Your objective.
Reproduce all of the data below verbatim, leaving out the pictures.

Listed entries.
※ ※ ※
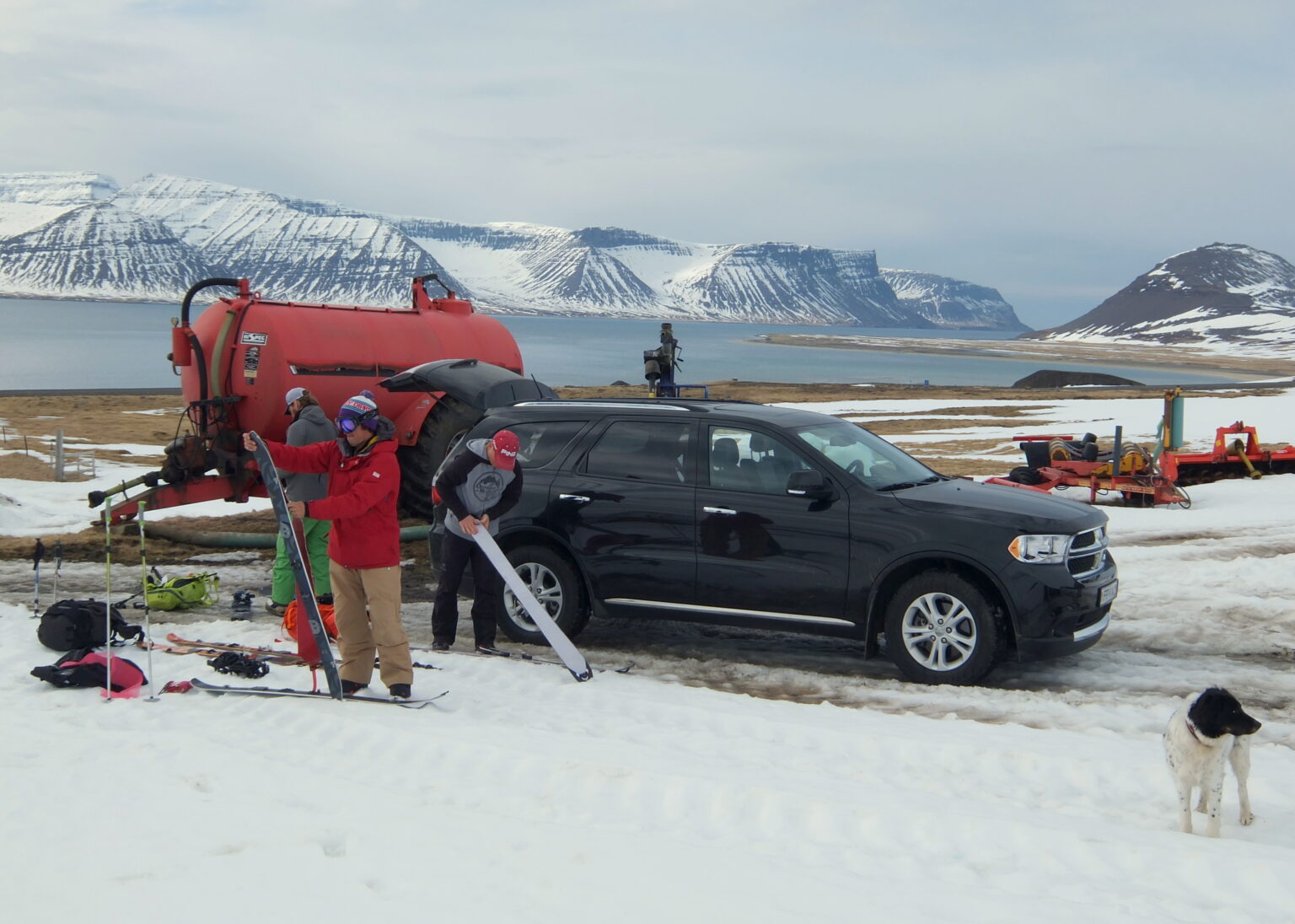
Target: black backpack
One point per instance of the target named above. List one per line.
(70, 626)
(87, 668)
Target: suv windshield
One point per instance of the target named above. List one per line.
(865, 456)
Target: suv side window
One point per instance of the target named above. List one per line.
(642, 450)
(541, 442)
(744, 459)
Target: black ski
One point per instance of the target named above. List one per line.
(312, 694)
(519, 655)
(304, 590)
(268, 653)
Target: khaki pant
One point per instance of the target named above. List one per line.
(362, 634)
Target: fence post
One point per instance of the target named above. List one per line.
(58, 456)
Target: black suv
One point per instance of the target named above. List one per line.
(775, 518)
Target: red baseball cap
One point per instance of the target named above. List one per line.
(505, 449)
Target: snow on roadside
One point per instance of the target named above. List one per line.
(633, 798)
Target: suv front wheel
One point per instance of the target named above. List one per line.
(555, 585)
(942, 629)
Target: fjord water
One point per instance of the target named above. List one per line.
(111, 345)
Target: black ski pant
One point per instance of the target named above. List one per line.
(456, 553)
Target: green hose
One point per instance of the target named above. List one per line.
(215, 540)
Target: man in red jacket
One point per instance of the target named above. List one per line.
(364, 546)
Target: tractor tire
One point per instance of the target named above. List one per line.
(942, 629)
(444, 428)
(557, 588)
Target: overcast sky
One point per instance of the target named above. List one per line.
(1049, 149)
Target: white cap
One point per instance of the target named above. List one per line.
(293, 395)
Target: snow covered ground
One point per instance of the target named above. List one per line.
(731, 776)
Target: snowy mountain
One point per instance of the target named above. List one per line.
(321, 251)
(952, 303)
(1224, 297)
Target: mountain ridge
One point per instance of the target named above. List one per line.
(323, 251)
(1215, 297)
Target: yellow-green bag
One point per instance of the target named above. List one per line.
(181, 593)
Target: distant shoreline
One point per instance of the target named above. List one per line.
(1171, 358)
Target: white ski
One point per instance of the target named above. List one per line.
(562, 647)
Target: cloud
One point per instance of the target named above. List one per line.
(1045, 147)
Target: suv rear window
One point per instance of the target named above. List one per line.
(642, 450)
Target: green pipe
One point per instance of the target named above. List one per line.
(1176, 421)
(218, 540)
(218, 358)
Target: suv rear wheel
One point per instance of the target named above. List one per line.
(942, 629)
(555, 585)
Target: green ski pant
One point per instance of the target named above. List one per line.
(284, 588)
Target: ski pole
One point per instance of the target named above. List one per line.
(58, 565)
(148, 628)
(108, 601)
(35, 567)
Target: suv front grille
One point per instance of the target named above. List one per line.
(1087, 553)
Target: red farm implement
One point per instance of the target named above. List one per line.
(1141, 476)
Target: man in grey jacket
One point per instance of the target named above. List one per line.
(309, 425)
(478, 486)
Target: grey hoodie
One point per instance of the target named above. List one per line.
(311, 426)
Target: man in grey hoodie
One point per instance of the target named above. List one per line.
(478, 486)
(309, 425)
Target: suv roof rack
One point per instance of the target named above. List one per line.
(696, 406)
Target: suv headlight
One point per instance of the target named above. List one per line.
(1040, 549)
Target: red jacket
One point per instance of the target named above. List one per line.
(362, 500)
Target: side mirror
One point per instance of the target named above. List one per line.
(809, 483)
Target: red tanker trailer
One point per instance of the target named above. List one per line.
(239, 356)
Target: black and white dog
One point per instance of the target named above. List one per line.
(1201, 739)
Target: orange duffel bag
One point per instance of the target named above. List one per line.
(293, 616)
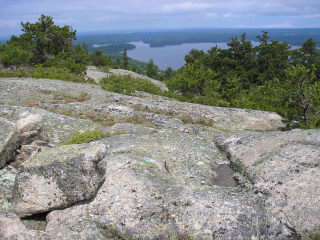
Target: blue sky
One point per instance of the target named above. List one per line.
(110, 15)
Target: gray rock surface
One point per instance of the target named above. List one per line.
(284, 167)
(170, 177)
(57, 178)
(59, 128)
(7, 178)
(9, 141)
(11, 228)
(67, 98)
(161, 185)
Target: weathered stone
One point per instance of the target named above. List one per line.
(285, 167)
(163, 113)
(7, 178)
(9, 141)
(58, 128)
(57, 178)
(161, 185)
(29, 127)
(11, 228)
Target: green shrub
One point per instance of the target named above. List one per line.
(14, 56)
(91, 135)
(56, 73)
(127, 85)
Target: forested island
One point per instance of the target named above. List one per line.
(270, 76)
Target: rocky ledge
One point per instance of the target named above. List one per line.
(180, 171)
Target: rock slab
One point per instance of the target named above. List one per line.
(57, 178)
(285, 168)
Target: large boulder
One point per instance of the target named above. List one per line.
(11, 228)
(284, 167)
(163, 185)
(7, 178)
(57, 178)
(9, 141)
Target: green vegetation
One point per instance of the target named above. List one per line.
(127, 85)
(91, 135)
(269, 77)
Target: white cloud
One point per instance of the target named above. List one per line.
(230, 15)
(279, 25)
(9, 23)
(184, 6)
(211, 15)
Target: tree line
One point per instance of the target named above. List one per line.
(270, 76)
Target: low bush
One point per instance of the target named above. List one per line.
(126, 84)
(91, 135)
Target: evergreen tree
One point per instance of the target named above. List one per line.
(44, 39)
(152, 69)
(125, 63)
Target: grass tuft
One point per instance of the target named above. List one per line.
(91, 135)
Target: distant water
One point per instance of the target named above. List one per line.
(168, 56)
(172, 56)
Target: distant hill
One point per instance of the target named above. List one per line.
(175, 37)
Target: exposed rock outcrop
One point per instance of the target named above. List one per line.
(11, 228)
(285, 168)
(9, 141)
(57, 178)
(182, 171)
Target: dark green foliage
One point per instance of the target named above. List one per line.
(269, 77)
(127, 85)
(44, 39)
(97, 58)
(195, 79)
(152, 69)
(91, 135)
(125, 60)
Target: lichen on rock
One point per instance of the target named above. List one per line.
(57, 178)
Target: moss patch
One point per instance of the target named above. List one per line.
(91, 135)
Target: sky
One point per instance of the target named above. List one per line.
(127, 15)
※ ※ ※
Correct output.
Target: black backpack
One point per instance of the target named above. List one per line.
(70, 626)
(87, 668)
Target: suv windshield
One point per instance of the target named above. List one per line.
(865, 456)
Target: suv side window
One point per instance of the target named above. List one per line.
(642, 450)
(541, 442)
(744, 459)
Target: black ski
One point per instance of the target named above. List one per line.
(312, 694)
(519, 655)
(304, 590)
(268, 653)
Target: khaki pant
One point per instance of the target named above. List one per line.
(362, 634)
Target: fence post
One point per instance of the target named above. List one per line.
(58, 456)
Target: black suv
One point per instance of the target named above. List one per line.
(775, 518)
Target: red baseball cap
One point per instance of the target named above. List one per line.
(505, 449)
Target: snow on roadside
One point per instance of the target named above. List one per line.
(633, 798)
Target: suv front wheel
One point per instance of the target named above. List one per line.
(555, 585)
(942, 629)
Target: fjord water
One point per instance of the target named above. List one per line.
(111, 345)
Target: black ski pant
One point per instance of the target named above. List one per line.
(456, 553)
Target: green hose
One point per instance of the target named above. List one per line.
(215, 540)
Target: man in red jacket
One point per instance of the target named above. List one per line.
(364, 546)
Target: tractor tire
One point per instance of the target named above. List one per line.
(942, 629)
(444, 428)
(557, 588)
Target: overcast sky
One point per instance of the target named above. List one per line.
(1049, 149)
Target: white cap
One point per instance of the target named above. List one per line.
(293, 395)
Target: snow covered ground
One point per instance of the target named above. List one per line.
(731, 776)
Target: snowy mountain
One point per instance of the target named above. List one per line.
(321, 251)
(952, 303)
(1224, 297)
Target: mountain ridge
One point per instance of the target named above. List one per line.
(323, 251)
(1215, 297)
Target: yellow-green bag
One point per instance of the target named above. List one per line.
(181, 593)
Target: distant shoreline
One point per instance of the target named above. List one per line.
(1171, 358)
Target: white ski
One point per instance of the target named above. List one per line.
(562, 647)
Target: cloud
One point per instance of the target named above. List one per line.
(1045, 147)
Target: suv rear window
One point per instance of the target named above. List one per line.
(642, 450)
Target: green pipe
One point per instance of the target named above. List one per line.
(1176, 421)
(218, 540)
(218, 358)
Target: suv rear wheel
One point per instance of the target named above. List one per line.
(942, 629)
(555, 585)
Target: green ski pant
One point per instance of the target named above. List one per line.
(284, 588)
Target: ski pole
One point per instance of the target named above. List one per line.
(58, 565)
(148, 628)
(108, 601)
(35, 567)
Target: suv front grille
One point per instance of the target named above. List one per line.
(1087, 553)
Target: red farm implement
One point per instance of the target named above. List one per line.
(1141, 476)
Target: man in grey jacket
One point per instance of the target named above. List one per line.
(309, 425)
(478, 486)
Target: grey hoodie
One point per instance of the target named above. List one per line.
(311, 426)
Target: man in grey hoodie
One point per instance of the target named above. List one per line.
(478, 486)
(309, 425)
Target: suv roof rack
One point per instance of the target named above. List one per line.
(696, 406)
Target: suv headlight
One point per instance of the target named above. List one per line.
(1040, 549)
Target: red jacket
One point per instance of the target named above. List one per line.
(362, 500)
Target: side mirror
One point per instance of the target named above. List one per line.
(809, 483)
Target: red tanker trailer
One point per instance of the target named above. List one per line.
(239, 356)
Target: black and white dog
One point per instance of the target named above. List one per line.
(1201, 739)
Target: orange duffel bag
One point per instance of the target named above. List one per line.
(293, 616)
Target: blue sky
One point per instance of the target named above. List one per line.
(110, 15)
Target: gray rock surface
One point per instance of the target named above. List one per line.
(284, 167)
(170, 177)
(57, 178)
(59, 128)
(7, 178)
(9, 141)
(11, 228)
(67, 98)
(161, 185)
Target: weathered stone
One point per instance of the target named above. List one per line.
(285, 167)
(163, 113)
(7, 178)
(9, 141)
(58, 128)
(57, 178)
(161, 185)
(29, 127)
(11, 228)
Target: green shrub
One point per instance of the target named above. List one per line.
(14, 56)
(91, 135)
(56, 73)
(127, 85)
Target: forested island
One point per instance of the target named above. List one per line.
(270, 76)
Target: rocky ledge
One point per instance of the target named above. List one per line.
(180, 171)
Target: rock slab
One point per instance of the target named above. List one per line.
(57, 178)
(285, 168)
Target: large boulder
One point per instance of the target named above. List one per line.
(11, 228)
(284, 167)
(163, 185)
(7, 178)
(57, 178)
(9, 141)
Target: green vegetation
One point per instance of the target named above. List one per line.
(127, 85)
(91, 135)
(269, 77)
Target: white cloud
One point per instance of the target named above. List one per line.
(230, 15)
(279, 25)
(9, 23)
(184, 6)
(211, 15)
Target: tree line
One point per instance of the target named above. List one per line.
(270, 76)
Target: low bush
One point per instance of the target named above. List one per line.
(126, 84)
(91, 135)
Target: evergreen tree
One point per instance of the target named above. List one per line.
(44, 39)
(152, 69)
(125, 63)
Target: grass tuft
One point per instance of the target named above. List one per line.
(91, 135)
Target: distant water
One point per instance of the target named above. List one per line.
(168, 56)
(172, 56)
Target: distant hill
One point per instance of the target named above. List one per line.
(175, 37)
Target: exposed rock outcrop
One point per instance of the target named above. List one per line.
(11, 228)
(285, 168)
(9, 141)
(57, 178)
(182, 171)
Target: dark green foliage
One point per instance of the target named above. List one per line.
(269, 77)
(127, 85)
(44, 39)
(97, 58)
(195, 79)
(152, 69)
(91, 135)
(125, 60)
Target: lichen on rock
One point per instance of the target named above. List one per line.
(57, 178)
Target: moss patch
One point per instance of the target named above. List one per line.
(91, 135)
Target: sky
One point per instance of the target named above. List one per line.
(127, 15)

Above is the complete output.